- PROBLEM DETAILS -
After finding the line containing "Mark one point on each instance of the blue t-shirt" below, please output that line and each following one through the line containing "Mark one point on each instance of the sky", exactly as written.

- DATA FOR THIS TASK -
|---|

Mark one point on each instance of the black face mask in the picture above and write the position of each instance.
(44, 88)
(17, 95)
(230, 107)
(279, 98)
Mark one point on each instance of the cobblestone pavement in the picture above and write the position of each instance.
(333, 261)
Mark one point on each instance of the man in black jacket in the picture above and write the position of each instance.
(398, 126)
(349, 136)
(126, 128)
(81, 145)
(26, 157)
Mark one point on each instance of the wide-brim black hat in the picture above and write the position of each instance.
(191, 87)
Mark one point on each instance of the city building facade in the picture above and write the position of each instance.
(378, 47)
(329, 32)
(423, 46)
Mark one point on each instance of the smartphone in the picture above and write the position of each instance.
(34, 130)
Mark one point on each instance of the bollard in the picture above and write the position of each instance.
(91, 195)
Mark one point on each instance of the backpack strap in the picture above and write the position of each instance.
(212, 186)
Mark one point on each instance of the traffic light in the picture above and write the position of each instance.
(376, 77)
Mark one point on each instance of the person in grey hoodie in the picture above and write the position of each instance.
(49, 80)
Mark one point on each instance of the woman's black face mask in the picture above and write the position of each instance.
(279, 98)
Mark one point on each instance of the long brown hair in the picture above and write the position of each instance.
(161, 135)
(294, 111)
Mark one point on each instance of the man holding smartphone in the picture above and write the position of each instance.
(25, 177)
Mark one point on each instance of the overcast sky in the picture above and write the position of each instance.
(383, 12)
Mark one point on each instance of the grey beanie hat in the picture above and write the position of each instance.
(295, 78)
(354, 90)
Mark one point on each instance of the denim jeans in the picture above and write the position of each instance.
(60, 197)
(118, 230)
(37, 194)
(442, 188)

|---|

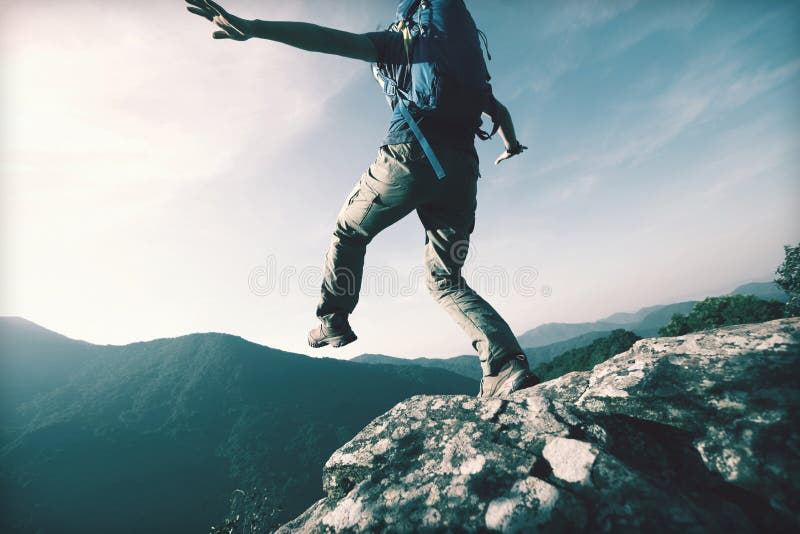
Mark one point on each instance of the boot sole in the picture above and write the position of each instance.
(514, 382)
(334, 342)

|---|

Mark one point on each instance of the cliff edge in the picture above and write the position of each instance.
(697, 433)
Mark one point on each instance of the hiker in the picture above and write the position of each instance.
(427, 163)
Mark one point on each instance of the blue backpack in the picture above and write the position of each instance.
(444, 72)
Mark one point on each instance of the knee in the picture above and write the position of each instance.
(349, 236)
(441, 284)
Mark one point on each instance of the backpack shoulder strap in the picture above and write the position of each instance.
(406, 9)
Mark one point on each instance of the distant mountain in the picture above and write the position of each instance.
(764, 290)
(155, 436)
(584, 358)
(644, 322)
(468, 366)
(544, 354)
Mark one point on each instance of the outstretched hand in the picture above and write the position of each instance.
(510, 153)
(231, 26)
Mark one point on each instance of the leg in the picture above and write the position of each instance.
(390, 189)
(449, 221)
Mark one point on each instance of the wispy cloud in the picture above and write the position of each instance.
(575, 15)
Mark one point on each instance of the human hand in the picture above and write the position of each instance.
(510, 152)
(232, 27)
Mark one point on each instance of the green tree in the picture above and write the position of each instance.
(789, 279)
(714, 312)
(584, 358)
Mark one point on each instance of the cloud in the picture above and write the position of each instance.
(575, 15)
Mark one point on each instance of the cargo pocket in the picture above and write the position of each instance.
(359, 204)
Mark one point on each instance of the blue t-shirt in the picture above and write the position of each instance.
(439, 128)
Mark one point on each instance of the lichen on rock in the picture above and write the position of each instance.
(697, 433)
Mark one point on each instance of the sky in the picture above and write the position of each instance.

|---|

- SOLUTION -
Mark one point on each instance of the blue t-shirt in the picture above and write the position of each instance.
(439, 128)
Mark one point on each instance of the lichen on rock in the picture above and write the position of each instance.
(697, 433)
Mark one point on each instance of the sky in the picture above and write the position of each instance.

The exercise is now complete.